## [RECORDS SUPPLIED]
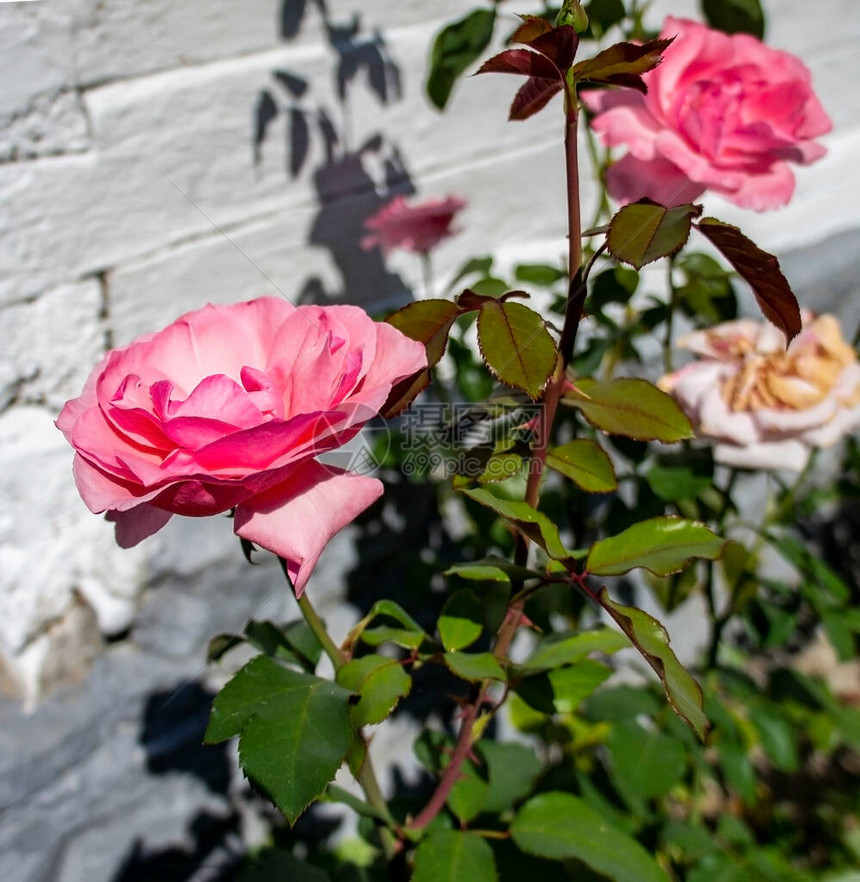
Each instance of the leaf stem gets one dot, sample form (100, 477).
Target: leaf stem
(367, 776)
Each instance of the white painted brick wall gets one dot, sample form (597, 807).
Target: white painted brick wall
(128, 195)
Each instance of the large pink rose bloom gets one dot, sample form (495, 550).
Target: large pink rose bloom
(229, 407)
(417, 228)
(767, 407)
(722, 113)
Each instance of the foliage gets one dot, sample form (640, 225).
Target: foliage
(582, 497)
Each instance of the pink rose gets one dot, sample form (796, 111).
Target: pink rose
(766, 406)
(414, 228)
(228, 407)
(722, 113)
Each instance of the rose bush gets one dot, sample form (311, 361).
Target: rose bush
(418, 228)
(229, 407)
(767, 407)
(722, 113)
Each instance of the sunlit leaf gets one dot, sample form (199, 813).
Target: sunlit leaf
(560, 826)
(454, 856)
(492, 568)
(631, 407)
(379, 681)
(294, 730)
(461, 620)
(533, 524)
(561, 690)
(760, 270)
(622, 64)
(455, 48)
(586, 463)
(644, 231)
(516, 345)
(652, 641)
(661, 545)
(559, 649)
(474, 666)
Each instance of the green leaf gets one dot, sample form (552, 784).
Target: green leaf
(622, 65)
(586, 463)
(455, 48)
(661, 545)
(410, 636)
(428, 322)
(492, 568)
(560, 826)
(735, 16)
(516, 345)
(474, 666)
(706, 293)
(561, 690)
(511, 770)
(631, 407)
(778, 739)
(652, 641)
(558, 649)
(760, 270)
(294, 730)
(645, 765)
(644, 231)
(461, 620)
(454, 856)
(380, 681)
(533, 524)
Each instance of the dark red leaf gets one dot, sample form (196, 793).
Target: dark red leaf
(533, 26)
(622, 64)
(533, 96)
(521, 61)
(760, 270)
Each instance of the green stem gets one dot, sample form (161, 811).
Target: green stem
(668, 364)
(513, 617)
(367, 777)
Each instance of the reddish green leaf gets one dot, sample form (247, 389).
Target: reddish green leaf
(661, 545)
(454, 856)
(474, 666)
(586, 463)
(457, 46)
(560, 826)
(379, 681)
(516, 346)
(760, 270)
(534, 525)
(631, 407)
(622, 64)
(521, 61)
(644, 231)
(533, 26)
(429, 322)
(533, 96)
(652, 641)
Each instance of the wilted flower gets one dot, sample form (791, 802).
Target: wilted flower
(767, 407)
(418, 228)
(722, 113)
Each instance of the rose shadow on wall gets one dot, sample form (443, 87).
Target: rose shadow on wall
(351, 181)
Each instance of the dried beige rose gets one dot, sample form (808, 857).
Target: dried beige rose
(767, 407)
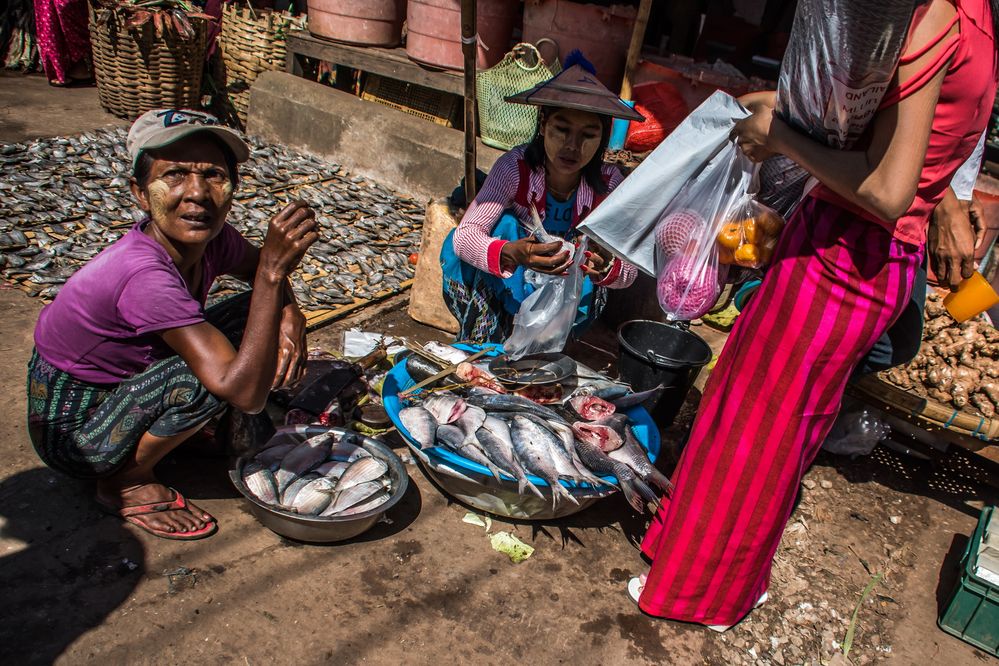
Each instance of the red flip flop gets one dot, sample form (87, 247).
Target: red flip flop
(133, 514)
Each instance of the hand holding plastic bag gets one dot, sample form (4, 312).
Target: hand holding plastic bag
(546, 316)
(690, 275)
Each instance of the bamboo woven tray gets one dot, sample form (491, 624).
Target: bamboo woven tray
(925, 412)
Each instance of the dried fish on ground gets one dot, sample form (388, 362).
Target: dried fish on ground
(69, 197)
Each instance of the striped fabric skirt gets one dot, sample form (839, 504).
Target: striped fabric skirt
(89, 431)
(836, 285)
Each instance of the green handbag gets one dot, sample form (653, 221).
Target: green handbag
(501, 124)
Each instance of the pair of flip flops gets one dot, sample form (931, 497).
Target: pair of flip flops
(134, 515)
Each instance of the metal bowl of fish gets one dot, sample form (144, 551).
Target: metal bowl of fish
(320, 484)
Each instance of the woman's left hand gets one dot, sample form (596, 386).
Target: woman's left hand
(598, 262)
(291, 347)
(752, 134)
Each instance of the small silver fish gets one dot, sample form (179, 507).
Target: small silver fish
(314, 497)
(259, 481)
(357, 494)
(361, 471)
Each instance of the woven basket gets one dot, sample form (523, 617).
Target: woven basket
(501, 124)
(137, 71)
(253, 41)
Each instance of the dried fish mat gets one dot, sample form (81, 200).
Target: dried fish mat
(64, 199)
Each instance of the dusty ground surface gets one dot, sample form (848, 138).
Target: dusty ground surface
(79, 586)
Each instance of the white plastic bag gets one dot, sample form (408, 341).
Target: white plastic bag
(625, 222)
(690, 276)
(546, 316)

## [TASK INSTRUCTIONS]
Rewrite the items above with every occurrence of "sample form" changed to "reference point", keeping everything else unchanged, and omit the pictures from your answer.

## [ANSWER TO THIS TASK]
Each instance of the leaf stem gets one dot, reference point (100, 477).
Target: leaf stem
(367, 776)
Each instance of the white painted brick wall gets one dot, reference point (597, 807).
Target: white painted brick wall
(128, 195)
Each instance of the large pink rose bloom gets one dot, reference point (495, 550).
Target: large pink rose bloom
(229, 407)
(417, 228)
(767, 407)
(722, 113)
Each instance of the foliage gets one dot, reference point (640, 225).
Target: foliage
(582, 497)
Each instance of the pink rose gets one dot, reference point (796, 111).
Target: pink rose
(766, 406)
(414, 228)
(228, 407)
(722, 113)
Each instance of the rose bush gets one dot, reference point (311, 361).
Target: rose bush
(418, 228)
(229, 407)
(767, 407)
(722, 113)
Each instance of the sunlit leaf gets one dot, reference point (199, 813).
Target: sunlit leaf
(560, 826)
(454, 856)
(492, 568)
(631, 407)
(379, 681)
(294, 730)
(461, 620)
(533, 524)
(561, 690)
(760, 270)
(622, 64)
(455, 48)
(586, 463)
(644, 231)
(516, 345)
(652, 641)
(661, 545)
(559, 649)
(474, 666)
Each instance of the green leaf gets one dot, reference point (552, 784).
Target: green leaf
(622, 65)
(586, 463)
(455, 48)
(661, 545)
(410, 636)
(428, 322)
(492, 568)
(560, 826)
(735, 16)
(516, 345)
(474, 666)
(706, 293)
(561, 690)
(511, 770)
(631, 407)
(778, 739)
(652, 641)
(558, 649)
(760, 270)
(294, 730)
(645, 765)
(644, 231)
(461, 620)
(454, 856)
(380, 681)
(533, 524)
Each instance of the dark red leaf gets one dot, reference point (196, 793).
Target: dark red leaf
(533, 26)
(622, 64)
(533, 96)
(521, 61)
(760, 270)
Each instance of the green stem gets one dot, reference point (161, 811).
Target: green stem
(668, 364)
(513, 617)
(367, 777)
Each instance of the reddish green leaf gets one dot, reference point (247, 389).
Target: reddish green leaf
(661, 545)
(454, 856)
(474, 666)
(586, 463)
(457, 46)
(560, 826)
(379, 681)
(516, 346)
(760, 270)
(534, 525)
(631, 407)
(622, 64)
(521, 61)
(644, 231)
(533, 26)
(429, 322)
(533, 96)
(652, 641)
Each instance of the wilted flower gets one dot, reference point (791, 802).
Target: wilted flower
(767, 407)
(418, 228)
(722, 113)
Each instance of the rose shadow on wall gets one dot, reference point (443, 87).
Target: rose shadow on wall
(351, 181)
Each instance of the dried beige rose gets one dot, reference point (808, 857).
Target: dried beige rose
(767, 407)
Each instance of the red flip flop gets one dot, reference point (87, 247).
Target: red flip flop
(133, 514)
Each instance of the hand holding plastic bag gets one dot, reference point (4, 312).
Target: hand holding plastic bag
(546, 316)
(690, 275)
Each instance of the bamboo woven tray gets one dot, reference point (491, 624).
Target: bamboo woven tray
(925, 412)
Each instance of the dried fish on ground gets one dot, reference point (388, 362).
Target: dried fish on ground
(69, 197)
Each instance of the striped fabric skirt gets one dot, reference point (839, 504).
Target: striped fabric skirt
(89, 431)
(836, 285)
Each instance of the green handbag gets one dot, reference point (653, 221).
Target: green handbag
(501, 124)
Each instance of the pair of flip flops gets one dot, reference point (931, 497).
Target: pair of flip flops
(134, 515)
Each instance of the metal bowl of fish gets one dot, reference point (144, 551).
Target: metal bowl of fish
(320, 484)
Each instance of the woman's left hand gets one dot, reference point (596, 386).
Target: woman's left hand
(598, 262)
(291, 347)
(752, 134)
Each instance of the small silver fish gets one dot, reference point (179, 507).
Target: small silver fish
(314, 497)
(259, 481)
(357, 494)
(361, 471)
Each instance of the woven basket gets one dot, reference point (523, 617).
Target: woven basket
(501, 124)
(137, 71)
(253, 41)
Each instance of the dried fish mat gets one dot, reference point (81, 200).
Target: dried fish mat
(64, 199)
Each instance of the dusty ground surface gets one dot, reference point (848, 138).
Target: dusty ground surface
(79, 586)
Each instance of the white plastic bag gets one dot, reference point (408, 341).
Target: white plastic bag
(625, 222)
(690, 276)
(546, 316)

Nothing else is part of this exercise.